PROBLEM TO SOLVE:
Starting at the line that holds "Would you kindly pick out the black", set down each line through the end of the listing, exactly as written and with nothing added.

★ ★ ★

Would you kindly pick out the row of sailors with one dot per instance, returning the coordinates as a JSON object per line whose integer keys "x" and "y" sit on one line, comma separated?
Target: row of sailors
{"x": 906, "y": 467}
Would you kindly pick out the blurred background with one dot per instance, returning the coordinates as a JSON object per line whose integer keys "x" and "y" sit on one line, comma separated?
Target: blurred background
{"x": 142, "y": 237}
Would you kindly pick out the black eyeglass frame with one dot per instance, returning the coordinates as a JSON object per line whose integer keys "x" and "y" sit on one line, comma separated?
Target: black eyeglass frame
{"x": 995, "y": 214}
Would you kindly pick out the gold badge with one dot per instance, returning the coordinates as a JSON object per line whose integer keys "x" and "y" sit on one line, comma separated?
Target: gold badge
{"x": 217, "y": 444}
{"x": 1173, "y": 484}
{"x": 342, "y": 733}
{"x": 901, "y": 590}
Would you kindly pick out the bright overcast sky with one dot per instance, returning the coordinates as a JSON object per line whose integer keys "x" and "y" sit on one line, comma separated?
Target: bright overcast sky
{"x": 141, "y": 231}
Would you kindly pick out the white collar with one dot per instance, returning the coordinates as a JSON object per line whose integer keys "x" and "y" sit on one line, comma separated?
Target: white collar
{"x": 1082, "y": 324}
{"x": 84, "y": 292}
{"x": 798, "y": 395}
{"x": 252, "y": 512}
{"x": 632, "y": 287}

★ ★ ★

WORKED SOLUTION:
Would you kindly pick out the black eyeglass frame with one dot per instance, returning the coordinates as a JSON object per line whose integer keys "x" and "y" sit on one line, comma separated?
Target: black eyeglass frame
{"x": 995, "y": 214}
Would you kindly pick out the gold badge with one dot per instance, returning the coordinates as a JSON object per line whose integer keys "x" and "y" sit on one line, comma separated?
Target: gold badge
{"x": 217, "y": 444}
{"x": 1173, "y": 484}
{"x": 342, "y": 733}
{"x": 901, "y": 590}
Would you kindly pick out the bright overcast sky with one dot per instance, returning the coordinates as a JSON object per line whose integer keys "x" and "y" sit on one line, comma separated?
Target: bright overcast sky
{"x": 141, "y": 231}
Would you kindly pick out the white collar with one dot per instance, returning the coordinates as a JSON object per line whose integer keys "x" and "y" sit on one line, comma separated?
Target: white collar
{"x": 1082, "y": 324}
{"x": 84, "y": 292}
{"x": 798, "y": 395}
{"x": 252, "y": 512}
{"x": 632, "y": 287}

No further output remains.